What is needed is every line, exactly as given, from the line containing "Reviewer note: verify one keypoint per instance of the concrete" through the end of the data below.

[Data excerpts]
§ §
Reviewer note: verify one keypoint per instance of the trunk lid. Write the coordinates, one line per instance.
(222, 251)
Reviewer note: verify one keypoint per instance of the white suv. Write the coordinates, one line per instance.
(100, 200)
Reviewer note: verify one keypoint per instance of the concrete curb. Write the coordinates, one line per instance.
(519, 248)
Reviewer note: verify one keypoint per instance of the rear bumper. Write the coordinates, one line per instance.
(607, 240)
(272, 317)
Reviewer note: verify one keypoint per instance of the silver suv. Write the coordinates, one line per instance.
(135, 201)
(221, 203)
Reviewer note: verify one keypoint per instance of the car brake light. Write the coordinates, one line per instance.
§ §
(Finished exercise)
Reviewer note: verify one keypoint per instance of the concrete curb. Write the coordinates, one line per instance.
(519, 248)
Reviewer note: verify one keypoint per instance of the rear bumper. Write the coordinates, one line per instance.
(607, 240)
(272, 317)
Reviewer note: verify one keypoint per instance of the silver suv. Write the coordinates, one line per instance.
(135, 201)
(221, 203)
Reviewer note: verify one keypoint per instance of the car brake light. Write the coordinates, one line per instance.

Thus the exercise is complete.